◆ Exercise:
What you should write out is every line from the one containing "Query: yellowish gym" to the end of the data, exactly and with nothing else.

-------

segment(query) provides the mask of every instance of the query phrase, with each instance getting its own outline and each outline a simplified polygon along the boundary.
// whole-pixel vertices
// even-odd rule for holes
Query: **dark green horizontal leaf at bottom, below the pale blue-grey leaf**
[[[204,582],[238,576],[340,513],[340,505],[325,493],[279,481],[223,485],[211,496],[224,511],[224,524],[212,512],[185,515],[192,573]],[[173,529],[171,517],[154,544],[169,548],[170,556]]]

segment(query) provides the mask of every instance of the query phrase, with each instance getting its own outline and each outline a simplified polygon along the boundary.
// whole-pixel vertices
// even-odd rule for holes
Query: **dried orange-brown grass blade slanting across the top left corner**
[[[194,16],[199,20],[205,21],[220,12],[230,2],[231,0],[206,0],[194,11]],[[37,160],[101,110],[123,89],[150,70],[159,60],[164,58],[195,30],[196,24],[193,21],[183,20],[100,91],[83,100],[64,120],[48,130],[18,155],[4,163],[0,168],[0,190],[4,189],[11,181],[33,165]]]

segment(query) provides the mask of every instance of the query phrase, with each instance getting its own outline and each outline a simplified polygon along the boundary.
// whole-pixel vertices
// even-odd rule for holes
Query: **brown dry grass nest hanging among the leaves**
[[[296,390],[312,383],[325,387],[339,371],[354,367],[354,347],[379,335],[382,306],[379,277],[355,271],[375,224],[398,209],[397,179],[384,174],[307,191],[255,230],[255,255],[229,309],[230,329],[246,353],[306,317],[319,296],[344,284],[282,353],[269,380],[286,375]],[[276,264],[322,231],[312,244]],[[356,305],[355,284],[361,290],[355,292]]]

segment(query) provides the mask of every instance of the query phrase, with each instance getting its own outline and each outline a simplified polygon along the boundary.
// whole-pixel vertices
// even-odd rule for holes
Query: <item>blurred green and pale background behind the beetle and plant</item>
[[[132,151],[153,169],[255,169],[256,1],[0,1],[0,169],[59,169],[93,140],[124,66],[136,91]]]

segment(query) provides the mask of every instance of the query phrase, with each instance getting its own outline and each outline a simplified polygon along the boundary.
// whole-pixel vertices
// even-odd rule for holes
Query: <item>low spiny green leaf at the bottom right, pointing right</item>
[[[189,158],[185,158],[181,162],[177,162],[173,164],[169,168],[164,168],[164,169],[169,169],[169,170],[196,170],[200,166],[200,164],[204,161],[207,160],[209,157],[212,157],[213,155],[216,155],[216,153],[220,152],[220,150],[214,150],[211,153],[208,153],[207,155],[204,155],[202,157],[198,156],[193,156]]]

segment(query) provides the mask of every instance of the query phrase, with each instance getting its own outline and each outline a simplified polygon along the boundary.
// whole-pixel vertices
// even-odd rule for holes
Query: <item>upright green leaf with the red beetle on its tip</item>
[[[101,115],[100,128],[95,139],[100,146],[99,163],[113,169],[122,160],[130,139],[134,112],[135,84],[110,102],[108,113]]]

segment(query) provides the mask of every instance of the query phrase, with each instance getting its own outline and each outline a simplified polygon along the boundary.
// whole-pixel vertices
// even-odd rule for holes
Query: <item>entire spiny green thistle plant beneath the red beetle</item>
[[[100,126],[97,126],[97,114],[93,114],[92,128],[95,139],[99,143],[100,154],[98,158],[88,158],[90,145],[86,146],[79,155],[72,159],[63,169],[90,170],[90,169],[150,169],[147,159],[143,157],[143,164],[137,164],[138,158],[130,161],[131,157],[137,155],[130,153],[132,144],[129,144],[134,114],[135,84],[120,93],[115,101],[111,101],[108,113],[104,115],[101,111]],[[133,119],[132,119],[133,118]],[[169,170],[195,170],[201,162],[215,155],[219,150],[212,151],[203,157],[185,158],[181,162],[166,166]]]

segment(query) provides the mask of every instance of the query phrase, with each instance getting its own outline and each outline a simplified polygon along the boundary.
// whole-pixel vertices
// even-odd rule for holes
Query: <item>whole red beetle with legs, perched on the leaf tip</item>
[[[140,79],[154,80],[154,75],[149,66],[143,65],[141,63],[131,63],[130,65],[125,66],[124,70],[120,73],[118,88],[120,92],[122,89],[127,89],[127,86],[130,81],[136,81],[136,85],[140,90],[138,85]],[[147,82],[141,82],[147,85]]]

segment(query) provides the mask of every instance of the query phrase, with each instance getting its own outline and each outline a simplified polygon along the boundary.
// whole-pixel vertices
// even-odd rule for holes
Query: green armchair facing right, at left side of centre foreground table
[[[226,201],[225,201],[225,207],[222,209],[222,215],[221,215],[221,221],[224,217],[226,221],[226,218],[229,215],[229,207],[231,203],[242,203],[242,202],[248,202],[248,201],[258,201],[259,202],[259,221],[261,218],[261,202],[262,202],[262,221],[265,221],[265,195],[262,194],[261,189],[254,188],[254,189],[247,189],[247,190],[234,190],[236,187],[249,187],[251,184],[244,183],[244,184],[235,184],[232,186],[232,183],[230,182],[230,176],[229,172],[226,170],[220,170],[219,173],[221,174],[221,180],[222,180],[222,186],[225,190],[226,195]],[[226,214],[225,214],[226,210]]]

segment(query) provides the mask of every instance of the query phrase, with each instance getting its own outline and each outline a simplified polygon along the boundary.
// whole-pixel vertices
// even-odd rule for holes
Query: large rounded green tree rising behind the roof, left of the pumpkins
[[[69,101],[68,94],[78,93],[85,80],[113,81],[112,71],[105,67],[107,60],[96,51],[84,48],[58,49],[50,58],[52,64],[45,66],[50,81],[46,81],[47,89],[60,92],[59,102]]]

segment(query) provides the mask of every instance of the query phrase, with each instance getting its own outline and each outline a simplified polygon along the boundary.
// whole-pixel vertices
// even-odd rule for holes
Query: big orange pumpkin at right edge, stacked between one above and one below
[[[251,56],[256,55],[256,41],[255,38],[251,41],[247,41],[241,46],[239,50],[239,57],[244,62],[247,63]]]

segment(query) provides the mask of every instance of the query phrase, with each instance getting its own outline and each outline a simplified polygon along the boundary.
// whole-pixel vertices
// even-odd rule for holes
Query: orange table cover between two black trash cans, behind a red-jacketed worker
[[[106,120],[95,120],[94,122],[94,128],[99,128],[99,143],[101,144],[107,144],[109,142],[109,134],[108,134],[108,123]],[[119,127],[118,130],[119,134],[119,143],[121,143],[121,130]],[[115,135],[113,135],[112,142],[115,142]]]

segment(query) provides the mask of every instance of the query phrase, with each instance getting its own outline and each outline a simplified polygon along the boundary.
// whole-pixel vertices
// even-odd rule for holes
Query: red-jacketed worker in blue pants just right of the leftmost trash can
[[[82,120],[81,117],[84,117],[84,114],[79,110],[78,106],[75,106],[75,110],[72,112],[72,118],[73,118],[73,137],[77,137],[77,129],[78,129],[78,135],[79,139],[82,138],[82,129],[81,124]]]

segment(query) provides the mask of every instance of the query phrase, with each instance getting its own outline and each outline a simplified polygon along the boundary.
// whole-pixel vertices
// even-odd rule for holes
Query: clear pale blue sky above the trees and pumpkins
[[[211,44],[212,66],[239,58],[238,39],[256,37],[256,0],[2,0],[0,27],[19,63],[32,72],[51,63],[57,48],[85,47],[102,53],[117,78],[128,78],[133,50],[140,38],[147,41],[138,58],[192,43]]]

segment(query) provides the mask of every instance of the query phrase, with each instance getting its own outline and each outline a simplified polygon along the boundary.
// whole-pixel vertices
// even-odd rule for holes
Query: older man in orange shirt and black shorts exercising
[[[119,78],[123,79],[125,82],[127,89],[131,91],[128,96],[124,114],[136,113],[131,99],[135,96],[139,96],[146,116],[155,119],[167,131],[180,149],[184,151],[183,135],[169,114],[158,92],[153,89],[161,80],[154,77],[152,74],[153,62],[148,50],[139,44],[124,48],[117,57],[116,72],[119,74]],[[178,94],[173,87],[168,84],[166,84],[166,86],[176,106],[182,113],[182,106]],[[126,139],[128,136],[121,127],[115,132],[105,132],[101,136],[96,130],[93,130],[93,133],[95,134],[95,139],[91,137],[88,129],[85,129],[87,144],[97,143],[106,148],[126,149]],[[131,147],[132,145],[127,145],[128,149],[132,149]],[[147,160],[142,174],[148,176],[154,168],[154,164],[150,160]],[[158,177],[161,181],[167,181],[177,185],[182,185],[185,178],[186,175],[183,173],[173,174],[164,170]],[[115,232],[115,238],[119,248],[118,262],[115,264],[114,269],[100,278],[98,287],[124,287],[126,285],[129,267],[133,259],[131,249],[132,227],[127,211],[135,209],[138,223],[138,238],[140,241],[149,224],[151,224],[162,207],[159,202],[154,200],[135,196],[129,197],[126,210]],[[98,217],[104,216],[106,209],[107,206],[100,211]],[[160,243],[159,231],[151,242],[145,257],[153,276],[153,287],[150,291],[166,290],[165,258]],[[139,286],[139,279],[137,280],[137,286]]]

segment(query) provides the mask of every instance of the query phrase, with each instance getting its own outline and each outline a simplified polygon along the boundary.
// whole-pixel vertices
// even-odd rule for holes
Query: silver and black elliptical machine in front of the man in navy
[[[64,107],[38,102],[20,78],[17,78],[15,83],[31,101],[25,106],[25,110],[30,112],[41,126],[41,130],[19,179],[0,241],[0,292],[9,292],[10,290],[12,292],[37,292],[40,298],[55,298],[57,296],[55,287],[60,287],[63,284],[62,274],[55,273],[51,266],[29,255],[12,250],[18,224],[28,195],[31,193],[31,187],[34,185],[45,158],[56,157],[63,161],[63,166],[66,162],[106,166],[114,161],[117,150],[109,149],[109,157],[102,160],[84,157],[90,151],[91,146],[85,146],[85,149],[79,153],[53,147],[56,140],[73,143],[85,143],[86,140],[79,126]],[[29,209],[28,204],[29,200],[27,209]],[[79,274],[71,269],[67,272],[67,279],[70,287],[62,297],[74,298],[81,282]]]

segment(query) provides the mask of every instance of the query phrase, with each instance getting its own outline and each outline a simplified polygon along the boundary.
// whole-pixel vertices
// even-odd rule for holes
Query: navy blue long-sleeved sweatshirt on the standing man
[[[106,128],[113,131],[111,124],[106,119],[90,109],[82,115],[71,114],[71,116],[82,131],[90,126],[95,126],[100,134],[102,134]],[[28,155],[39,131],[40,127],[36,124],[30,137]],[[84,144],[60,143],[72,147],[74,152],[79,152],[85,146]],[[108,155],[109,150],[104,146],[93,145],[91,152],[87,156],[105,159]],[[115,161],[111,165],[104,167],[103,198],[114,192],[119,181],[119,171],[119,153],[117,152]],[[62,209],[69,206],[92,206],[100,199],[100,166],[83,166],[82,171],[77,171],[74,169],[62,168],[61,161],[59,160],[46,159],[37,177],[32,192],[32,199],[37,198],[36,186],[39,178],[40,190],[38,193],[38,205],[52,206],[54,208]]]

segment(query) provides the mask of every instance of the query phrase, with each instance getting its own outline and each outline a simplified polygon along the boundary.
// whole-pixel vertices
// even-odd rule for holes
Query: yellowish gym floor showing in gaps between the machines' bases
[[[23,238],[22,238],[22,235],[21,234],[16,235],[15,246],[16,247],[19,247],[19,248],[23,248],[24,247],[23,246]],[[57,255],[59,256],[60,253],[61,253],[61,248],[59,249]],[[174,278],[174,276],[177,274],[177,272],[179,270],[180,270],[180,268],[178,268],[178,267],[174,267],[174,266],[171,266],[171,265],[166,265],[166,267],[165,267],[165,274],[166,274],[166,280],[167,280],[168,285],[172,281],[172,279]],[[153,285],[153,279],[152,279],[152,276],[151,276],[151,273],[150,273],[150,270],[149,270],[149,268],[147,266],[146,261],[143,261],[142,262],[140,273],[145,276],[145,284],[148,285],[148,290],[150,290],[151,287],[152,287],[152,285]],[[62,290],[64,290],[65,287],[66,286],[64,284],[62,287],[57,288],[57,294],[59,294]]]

-------

◆ The completed task:
Query: yellowish gym floor showing in gaps between the machines' bases
[[[23,238],[22,238],[22,235],[21,234],[16,235],[15,246],[16,247],[19,247],[19,248],[23,248],[24,247],[23,246]],[[57,255],[59,256],[60,253],[61,253],[61,248],[59,249]],[[174,278],[174,276],[177,274],[177,272],[179,270],[180,270],[180,268],[178,268],[178,267],[174,267],[174,266],[171,266],[171,265],[166,265],[166,267],[165,267],[165,274],[166,274],[166,280],[167,280],[168,285],[172,281],[172,279]],[[153,285],[153,279],[152,279],[152,276],[151,276],[151,273],[150,273],[150,270],[149,270],[149,268],[147,266],[146,261],[143,261],[142,262],[140,273],[145,276],[145,284],[148,285],[148,290],[150,290],[151,287],[152,287],[152,285]],[[62,290],[64,290],[65,287],[66,286],[64,284],[62,287],[57,288],[57,294],[59,294]]]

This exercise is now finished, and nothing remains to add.